Requirements —
The line containing "of the tree" marks where to begin; quote it and every line after it through the end of the data, exactly as written.

(Entries from a pointing dataset)

#####

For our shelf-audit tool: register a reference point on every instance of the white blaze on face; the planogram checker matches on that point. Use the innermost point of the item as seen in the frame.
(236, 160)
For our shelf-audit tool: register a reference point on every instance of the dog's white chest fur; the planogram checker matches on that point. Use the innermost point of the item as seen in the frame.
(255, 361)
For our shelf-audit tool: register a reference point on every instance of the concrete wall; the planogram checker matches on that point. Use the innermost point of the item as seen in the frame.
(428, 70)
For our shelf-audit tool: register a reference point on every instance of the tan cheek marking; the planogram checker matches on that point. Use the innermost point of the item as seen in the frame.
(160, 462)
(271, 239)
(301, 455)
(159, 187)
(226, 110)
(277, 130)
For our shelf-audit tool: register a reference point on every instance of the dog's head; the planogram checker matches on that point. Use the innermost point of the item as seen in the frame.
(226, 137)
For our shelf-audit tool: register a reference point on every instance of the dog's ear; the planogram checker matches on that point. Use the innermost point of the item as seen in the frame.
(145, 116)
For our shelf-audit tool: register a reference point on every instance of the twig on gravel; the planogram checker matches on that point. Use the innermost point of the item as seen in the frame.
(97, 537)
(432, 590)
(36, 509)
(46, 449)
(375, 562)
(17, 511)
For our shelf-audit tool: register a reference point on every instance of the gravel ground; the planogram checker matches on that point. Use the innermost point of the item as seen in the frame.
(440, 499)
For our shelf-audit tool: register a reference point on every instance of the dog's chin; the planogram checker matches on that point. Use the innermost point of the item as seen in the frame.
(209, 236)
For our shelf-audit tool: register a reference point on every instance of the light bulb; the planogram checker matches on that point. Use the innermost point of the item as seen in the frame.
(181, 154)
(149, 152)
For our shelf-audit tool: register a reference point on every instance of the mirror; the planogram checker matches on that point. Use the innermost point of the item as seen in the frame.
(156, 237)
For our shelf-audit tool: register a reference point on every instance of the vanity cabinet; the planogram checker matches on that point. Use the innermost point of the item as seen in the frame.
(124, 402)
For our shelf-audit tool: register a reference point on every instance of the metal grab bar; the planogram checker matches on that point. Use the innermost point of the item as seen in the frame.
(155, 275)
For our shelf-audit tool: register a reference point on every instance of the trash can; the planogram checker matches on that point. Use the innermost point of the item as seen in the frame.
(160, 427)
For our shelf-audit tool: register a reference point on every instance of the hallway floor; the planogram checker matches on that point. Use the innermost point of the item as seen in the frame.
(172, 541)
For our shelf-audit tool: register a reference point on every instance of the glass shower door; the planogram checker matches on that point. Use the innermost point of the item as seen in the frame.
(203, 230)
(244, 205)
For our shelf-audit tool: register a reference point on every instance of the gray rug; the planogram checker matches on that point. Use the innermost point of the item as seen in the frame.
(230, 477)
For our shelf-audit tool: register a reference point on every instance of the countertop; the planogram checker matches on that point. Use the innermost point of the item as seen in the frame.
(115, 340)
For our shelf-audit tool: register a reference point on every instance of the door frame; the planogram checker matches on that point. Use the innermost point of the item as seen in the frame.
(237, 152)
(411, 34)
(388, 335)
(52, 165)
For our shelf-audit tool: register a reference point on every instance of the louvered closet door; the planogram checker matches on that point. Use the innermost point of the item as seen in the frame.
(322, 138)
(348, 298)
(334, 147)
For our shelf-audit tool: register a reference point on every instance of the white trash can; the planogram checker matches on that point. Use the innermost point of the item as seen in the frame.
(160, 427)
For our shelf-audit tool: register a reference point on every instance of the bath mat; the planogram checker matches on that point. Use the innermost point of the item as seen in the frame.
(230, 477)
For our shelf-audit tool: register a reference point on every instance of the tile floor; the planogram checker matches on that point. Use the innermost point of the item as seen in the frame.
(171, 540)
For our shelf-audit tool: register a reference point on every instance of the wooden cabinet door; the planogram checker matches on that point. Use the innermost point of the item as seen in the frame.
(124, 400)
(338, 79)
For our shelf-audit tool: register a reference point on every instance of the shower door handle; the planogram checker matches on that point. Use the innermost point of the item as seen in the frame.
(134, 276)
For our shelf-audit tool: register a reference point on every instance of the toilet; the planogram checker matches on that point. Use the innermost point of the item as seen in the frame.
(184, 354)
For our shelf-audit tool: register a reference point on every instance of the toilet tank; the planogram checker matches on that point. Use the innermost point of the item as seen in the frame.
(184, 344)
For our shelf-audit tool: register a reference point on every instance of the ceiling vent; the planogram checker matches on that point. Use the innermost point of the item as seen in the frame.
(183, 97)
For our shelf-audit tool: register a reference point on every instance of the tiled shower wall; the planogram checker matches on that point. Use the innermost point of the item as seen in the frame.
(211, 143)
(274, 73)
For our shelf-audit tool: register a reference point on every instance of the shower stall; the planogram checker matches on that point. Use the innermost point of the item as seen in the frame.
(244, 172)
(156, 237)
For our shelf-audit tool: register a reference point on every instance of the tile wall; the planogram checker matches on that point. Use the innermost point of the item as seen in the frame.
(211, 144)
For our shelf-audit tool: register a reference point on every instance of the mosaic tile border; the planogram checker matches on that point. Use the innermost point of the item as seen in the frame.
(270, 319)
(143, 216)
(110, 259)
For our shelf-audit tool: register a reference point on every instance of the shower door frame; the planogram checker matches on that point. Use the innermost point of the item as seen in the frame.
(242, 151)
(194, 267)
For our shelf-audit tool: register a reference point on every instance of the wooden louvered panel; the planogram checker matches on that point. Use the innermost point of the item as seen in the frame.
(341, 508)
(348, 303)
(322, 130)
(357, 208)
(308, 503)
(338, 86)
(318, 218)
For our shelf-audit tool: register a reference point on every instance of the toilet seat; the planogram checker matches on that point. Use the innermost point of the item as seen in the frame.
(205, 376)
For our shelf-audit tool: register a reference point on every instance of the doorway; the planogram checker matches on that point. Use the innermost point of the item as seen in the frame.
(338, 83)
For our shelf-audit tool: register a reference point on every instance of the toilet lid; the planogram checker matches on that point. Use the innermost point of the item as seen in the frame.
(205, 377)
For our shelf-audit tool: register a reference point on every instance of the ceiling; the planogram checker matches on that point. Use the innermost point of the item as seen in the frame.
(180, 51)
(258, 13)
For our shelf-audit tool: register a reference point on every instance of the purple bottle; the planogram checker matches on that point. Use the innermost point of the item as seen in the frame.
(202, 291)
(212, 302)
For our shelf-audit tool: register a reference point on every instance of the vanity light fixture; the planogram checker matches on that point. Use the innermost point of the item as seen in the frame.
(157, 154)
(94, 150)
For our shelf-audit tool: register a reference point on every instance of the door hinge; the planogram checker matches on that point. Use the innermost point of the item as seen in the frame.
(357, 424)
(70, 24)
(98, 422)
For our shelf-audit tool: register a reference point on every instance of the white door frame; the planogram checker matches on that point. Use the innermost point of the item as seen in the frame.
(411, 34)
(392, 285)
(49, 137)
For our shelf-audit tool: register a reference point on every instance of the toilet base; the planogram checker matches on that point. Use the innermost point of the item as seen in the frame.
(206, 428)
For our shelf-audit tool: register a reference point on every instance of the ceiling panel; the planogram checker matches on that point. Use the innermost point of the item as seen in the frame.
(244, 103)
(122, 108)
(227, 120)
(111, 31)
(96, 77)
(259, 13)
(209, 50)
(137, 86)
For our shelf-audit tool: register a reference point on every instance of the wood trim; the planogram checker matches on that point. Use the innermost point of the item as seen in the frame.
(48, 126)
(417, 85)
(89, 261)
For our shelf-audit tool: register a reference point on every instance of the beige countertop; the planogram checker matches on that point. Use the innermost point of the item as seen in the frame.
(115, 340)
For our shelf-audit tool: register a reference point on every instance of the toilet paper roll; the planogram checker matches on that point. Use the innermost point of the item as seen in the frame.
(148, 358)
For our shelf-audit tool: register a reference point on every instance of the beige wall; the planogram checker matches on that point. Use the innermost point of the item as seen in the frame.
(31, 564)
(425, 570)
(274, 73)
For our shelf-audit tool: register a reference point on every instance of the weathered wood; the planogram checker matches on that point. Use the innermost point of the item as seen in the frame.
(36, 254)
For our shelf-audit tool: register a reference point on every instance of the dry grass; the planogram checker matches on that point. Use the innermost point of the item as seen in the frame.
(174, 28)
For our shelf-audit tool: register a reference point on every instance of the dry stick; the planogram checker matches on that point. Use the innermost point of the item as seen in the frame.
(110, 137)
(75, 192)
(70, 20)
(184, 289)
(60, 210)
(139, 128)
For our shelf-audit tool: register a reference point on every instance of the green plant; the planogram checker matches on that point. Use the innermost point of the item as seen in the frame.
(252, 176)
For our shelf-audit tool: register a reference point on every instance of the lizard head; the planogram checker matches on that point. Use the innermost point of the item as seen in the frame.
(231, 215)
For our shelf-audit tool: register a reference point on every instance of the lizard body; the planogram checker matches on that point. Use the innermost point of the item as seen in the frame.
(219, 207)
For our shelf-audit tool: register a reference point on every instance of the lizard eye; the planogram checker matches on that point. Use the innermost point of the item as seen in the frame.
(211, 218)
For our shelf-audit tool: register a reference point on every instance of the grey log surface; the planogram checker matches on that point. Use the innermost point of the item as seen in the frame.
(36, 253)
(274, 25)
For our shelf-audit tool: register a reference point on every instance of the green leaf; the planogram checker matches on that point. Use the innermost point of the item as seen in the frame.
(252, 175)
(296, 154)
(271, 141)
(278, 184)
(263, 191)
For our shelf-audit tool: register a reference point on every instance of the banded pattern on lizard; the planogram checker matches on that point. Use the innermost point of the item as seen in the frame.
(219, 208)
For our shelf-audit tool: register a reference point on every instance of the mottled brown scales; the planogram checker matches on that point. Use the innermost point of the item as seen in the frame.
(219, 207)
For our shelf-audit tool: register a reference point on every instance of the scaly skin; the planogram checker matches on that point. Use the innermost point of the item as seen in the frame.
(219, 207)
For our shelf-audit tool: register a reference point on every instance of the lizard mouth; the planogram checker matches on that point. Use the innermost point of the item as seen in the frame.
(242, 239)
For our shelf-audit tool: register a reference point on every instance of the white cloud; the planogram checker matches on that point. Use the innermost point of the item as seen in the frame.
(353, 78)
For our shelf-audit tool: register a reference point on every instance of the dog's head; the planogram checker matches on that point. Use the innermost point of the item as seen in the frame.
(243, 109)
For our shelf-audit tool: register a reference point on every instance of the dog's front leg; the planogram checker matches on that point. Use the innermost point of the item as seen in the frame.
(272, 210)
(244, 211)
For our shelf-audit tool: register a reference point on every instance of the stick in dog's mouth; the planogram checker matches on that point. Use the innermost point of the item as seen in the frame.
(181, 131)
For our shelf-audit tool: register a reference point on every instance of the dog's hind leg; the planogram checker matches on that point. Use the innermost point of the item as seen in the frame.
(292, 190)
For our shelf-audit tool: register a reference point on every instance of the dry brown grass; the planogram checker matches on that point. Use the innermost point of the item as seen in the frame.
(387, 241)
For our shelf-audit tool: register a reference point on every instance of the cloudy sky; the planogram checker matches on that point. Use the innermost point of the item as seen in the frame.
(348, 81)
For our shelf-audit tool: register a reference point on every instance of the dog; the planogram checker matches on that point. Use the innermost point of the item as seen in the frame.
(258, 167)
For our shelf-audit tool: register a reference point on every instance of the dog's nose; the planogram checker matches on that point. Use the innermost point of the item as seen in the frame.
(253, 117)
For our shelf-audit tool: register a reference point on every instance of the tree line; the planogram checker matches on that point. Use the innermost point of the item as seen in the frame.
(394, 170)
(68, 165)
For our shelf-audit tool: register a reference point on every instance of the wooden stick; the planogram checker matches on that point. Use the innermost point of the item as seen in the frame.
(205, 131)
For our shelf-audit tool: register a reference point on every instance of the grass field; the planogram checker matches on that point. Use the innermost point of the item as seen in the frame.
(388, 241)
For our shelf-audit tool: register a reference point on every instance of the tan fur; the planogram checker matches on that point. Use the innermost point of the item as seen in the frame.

#####

Answer to the problem —
For our shelf-audit tool: register a reference point on every instance of the tree line; the planogram checker matches on that point. Use the innermost point of the item as seen in the frame.
(394, 170)
(68, 165)
For our shelf-audit tool: register a reference point on every instance of the wooden stick; the planogram checker matches on that point. Use the innermost point of the item as seen in the frame.
(205, 131)
For our shelf-audit tool: register a reference point on every instance of the grass field; the planogram checker matches on that point. Use the innermost point of the item as seen in the frame.
(388, 241)
For our shelf-audit tool: register a reference point on every instance of the tan fur; the planogram checker matches on that point. Use the innermost point of the item as seen in the frame.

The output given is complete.